##### Source extract #####

Thursday, 7 August 2014

Chocolate cider cake

Birthday time. This calls for a special cake. I had been eyeing up a recipe for chocolate cider cake for a while and finally had a good excuse to try it. You can use either apple or pear cider in this recipe. I chose pear as I like the more subtle flavour that pear cider offers. I used Rekorderlig pear cider but would probably use Zeffer pear cider in future as I prefer a crisp, dry cider taste.

Despite appearing in a trashy New Zealand women's magazine, the recipe appears English in origin, meaning that I had to substitute some ingredients. (For example, we don't have double thick or thickened cream here but plain old kiwi cream works just fine.) I am really impressed with this recipe; I don't think I have ever managed to bake a round cake that rose perfectly even all round and didn't need levelling! It was also declared a new favourite by my family judging panel tonight - and that's high praise considering how many cakes I have baked for them over the years.

Chocolate cider cake

  • 1 1/4 cups self-raising flour
  • 1/2 cup cocoa powder
  • 1 t baking soda
  • 1 1/4 cup brown sugar
  • 125 g butter, softened
  • 2 eggs, lightly whisked
  • 200 ml apple or pear cider
  • 300 ml cream
  • 150 g dark chocolate pieces
  1. Preheat oven to 180°C. Lightly grease and line a 20 cm round baking tin (or 2 x 20 cm sandwich tins) and set aside.

##### Recorded data #####

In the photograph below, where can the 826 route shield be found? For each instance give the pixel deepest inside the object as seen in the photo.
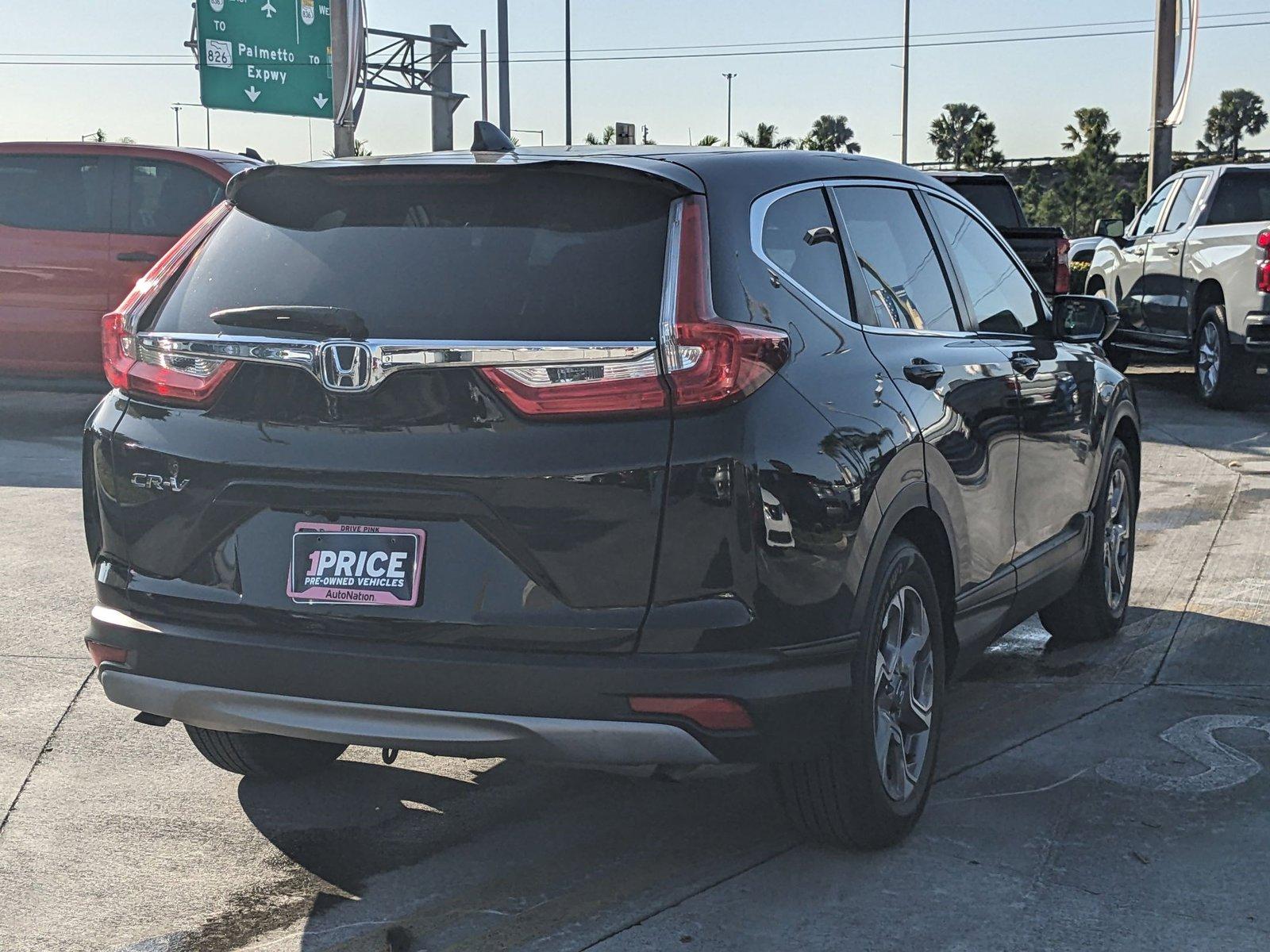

#####

▶ _Requirements_
1 – In the chocolate cider cake post, which brand of pear cider did the baker use?
2 – Write the next part of the chocolate cider cake post, picking up after its last sentence.
The listing plays no part in this work.

▶ _Responses in order_
1 – Rekorderlig pear cider.

2 –
  2. Sift flour, cocoa and baking soda into a mixing bowl. Add butter, sugar and eggs.
  3. Using an electric mixer, beat mixture on a low speed until well combined, smooth and creamy. (The mixture will be very thick). Fold cider through gradually until combined.
  4. Pour mixture evenly into the pan(s). Bake for 45 minutes (or 30-35 minutes if using sandwich tins) and test with a skewer; it should come out clean. Loosen edges with a knife and transfer onto a wire rack to tool.
To make ganache
  1. Place 150 grams of cream (weigh the cream - don't measure it) into a medium saucepan and bring almost to the boil over a medium heat. Remove from heat and add chocolate pieces. Gently stir until combined then set aside to cool.
  2. Beat remaining cream until just whipped. Gently fold in 1/3 cup of cooled ganache mixture.
To assemble
  1. Slice cooled cake in half horizontally. Place bottom half on a cake plate and spread with a layer of ganache. Cover with the whipped cream and ganache mixture. Gently place top layer over the cream and drizzle or ice with remaining ganache. Decorate with chocolate curls, if desired.
Chocolate cider cake

1 comment:

Sab said...

Oh wow, that looks divine!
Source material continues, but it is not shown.